INCHIESTA/ 3. Ecco come cominciò l’assalto ai “gioielli” di Iri, Eni ed Efim

- Gianluigi Da Rold

Terza puntata dell’inchiesta di GIANLUIGI DA ROLD dedicata alle privatizzazioni avvenute nel recente passato dell’Italia

Cuccia_EnricoR400

Facciamo un passo indietro nel “romanzo giallo” delle privatizzazioni italiane. Abbiamo visto che il “caso Sme” è una sorta di apripista, una “prova generale” che si tenta nel 1985 e deve poi essere rivista, spezzettando vari settori controllati da quella finanziaria dell’Iri per fare una discreta cassa, un incasso accettabile da parte dello Stato, anche se, a conti fatti, l’incasso risulterà molto inferiore rispetto al “tesoro” che realizzano alcuni privati.

Questo passo indietro è necessario per inquadrare quello che matura dopo la metà degli anni Ottanta e quindi all’inizio degli anni Novanta. L’economia di Stato implode come concetto e come realtà. Si pensi all’agonia dell’impero sovietico. Ma anche i correttivi keynesiani nel capitalismo occidentale diventano un peso che, per molti, è insopportabile. Si potrebbe dire che, da un punto di vista storico, i liberisti di tutto il mondo si prendono una grande rivincita con John Maynard Keynes.

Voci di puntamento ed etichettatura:
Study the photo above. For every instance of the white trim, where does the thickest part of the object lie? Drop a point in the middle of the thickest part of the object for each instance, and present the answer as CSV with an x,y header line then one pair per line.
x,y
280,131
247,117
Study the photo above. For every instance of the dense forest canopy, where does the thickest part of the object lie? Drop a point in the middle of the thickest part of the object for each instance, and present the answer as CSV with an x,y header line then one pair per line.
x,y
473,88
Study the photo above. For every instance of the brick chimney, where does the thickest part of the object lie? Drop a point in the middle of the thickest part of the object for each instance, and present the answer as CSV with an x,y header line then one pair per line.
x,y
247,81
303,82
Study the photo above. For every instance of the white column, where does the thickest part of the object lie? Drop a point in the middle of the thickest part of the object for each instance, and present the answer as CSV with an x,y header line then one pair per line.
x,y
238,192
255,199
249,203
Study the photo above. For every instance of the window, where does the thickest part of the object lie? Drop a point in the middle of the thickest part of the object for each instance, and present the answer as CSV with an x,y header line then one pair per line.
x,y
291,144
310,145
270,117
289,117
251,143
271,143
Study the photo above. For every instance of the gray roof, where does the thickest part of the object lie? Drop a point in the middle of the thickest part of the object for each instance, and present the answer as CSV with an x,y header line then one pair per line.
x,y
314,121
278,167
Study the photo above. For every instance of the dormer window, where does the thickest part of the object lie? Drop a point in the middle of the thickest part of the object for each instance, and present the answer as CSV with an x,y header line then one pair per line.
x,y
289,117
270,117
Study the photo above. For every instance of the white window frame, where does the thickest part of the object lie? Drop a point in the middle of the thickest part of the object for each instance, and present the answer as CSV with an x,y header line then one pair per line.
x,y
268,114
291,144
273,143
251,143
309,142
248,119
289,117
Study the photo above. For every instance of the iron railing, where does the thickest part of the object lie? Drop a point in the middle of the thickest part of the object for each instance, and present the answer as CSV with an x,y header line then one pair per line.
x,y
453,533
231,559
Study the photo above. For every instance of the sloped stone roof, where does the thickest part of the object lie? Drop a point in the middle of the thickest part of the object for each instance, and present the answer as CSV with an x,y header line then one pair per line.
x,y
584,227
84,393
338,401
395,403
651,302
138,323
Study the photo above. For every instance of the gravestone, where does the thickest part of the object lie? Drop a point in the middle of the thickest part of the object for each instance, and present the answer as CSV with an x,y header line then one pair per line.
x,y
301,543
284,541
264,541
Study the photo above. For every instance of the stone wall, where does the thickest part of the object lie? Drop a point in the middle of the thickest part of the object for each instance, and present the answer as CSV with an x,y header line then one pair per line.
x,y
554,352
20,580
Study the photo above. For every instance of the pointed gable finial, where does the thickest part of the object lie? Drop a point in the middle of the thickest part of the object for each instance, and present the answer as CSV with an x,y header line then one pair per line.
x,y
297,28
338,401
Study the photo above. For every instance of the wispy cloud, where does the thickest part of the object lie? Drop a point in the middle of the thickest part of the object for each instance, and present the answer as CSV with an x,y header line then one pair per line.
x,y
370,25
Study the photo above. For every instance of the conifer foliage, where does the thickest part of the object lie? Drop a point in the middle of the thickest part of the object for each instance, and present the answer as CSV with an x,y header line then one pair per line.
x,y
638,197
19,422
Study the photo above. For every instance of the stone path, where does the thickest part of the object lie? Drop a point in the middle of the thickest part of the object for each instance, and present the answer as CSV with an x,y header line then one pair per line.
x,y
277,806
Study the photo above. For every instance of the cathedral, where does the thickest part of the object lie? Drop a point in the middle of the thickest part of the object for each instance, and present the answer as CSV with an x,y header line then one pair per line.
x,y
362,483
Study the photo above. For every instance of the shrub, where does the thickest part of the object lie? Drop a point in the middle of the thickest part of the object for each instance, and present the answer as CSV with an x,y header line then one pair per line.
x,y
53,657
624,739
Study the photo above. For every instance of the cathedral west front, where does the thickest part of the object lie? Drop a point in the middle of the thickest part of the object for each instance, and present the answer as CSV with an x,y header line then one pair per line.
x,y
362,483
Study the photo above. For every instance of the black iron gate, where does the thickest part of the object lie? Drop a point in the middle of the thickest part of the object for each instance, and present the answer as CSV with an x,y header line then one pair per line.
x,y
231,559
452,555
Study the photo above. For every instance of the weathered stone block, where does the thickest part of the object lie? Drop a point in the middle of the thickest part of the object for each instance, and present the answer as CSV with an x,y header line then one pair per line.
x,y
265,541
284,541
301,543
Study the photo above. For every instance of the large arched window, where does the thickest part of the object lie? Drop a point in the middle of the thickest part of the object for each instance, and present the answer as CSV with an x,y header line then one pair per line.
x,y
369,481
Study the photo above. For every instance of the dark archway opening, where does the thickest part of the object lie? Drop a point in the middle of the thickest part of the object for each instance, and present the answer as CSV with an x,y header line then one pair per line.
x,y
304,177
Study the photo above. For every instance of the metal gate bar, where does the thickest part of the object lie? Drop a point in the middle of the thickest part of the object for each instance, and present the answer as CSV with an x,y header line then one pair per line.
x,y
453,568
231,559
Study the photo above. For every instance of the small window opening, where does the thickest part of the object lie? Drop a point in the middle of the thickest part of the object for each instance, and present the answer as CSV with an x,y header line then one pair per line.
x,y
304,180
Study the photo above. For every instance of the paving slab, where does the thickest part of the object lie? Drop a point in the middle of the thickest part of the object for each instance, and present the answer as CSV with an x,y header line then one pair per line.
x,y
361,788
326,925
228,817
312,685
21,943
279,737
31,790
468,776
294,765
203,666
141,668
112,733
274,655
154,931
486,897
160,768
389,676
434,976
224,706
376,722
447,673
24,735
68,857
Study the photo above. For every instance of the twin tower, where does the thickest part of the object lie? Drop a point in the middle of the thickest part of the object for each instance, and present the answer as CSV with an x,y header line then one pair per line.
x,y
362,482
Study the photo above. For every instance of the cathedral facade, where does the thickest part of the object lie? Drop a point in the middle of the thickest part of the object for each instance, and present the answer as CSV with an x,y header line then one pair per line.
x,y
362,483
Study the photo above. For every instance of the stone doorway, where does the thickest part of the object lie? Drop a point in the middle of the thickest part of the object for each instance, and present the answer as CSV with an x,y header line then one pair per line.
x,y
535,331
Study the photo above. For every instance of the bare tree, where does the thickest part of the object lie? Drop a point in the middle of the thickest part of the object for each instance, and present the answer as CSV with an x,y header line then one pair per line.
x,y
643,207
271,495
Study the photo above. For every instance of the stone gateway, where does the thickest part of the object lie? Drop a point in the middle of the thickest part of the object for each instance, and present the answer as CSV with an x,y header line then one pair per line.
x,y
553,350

[COSA SI CHIEDE]: Puoi trascrivere dall'articolo sulle privatizzazioni il passo che comincia con "- Gianluigi Da" e prosegue fino a "realizzano alcuni privati."?

[SOLUZIONE PROPOSTA]:
- Gianluigi Da Rold

Terza puntata dell’inchiesta di GIANLUIGI DA ROLD dedicata alle privatizzazioni avvenute nel recente passato dell’Italia

Cuccia_EnricoR400

Facciamo un passo indietro nel “romanzo giallo” delle privatizzazioni italiane. Abbiamo visto che il “caso Sme” è una sorta di apripista, una “prova generale” che si tenta nel 1985 e deve poi essere rivista, spezzettando vari settori controllati da quella finanziaria dell’Iri per fare una discreta cassa, un incasso accettabile da parte dello Stato, anche se, a conti fatti, l’incasso risulterà molto inferiore rispetto al “tesoro” che realizzano alcuni privati.